Top of Supplied entries

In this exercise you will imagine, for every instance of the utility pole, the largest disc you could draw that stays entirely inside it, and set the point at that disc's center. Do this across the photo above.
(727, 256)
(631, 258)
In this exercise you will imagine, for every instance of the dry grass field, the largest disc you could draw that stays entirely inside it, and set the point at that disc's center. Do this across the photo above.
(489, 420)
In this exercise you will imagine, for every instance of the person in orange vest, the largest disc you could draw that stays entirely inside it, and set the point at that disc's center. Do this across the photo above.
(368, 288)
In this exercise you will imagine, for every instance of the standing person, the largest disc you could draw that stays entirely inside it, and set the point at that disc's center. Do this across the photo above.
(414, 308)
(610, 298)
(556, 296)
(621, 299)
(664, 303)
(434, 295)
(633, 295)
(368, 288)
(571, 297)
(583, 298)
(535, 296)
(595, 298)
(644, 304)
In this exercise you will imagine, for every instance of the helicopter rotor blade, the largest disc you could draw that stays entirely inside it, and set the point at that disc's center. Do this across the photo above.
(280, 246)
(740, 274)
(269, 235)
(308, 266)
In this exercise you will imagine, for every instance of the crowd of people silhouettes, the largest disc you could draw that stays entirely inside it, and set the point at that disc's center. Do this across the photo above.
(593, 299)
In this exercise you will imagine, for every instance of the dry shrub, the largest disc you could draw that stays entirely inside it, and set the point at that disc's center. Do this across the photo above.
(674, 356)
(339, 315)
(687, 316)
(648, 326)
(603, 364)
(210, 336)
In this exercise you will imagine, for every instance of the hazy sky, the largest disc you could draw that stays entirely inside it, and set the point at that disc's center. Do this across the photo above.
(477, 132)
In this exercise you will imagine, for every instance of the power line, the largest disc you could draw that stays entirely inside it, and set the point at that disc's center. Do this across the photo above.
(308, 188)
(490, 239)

Bottom of Supplied entries

### Exercise:
Print the line with "of the power" and every line after it in the entries above, exactly as written. Leave out all other lines.

### Exercise result:
In this exercise you will imagine, for every instance of the power line, the largest disc you could draw that stays entirely inside it, and set the point at that disc's center. Do this across the photo above.
(308, 188)
(490, 239)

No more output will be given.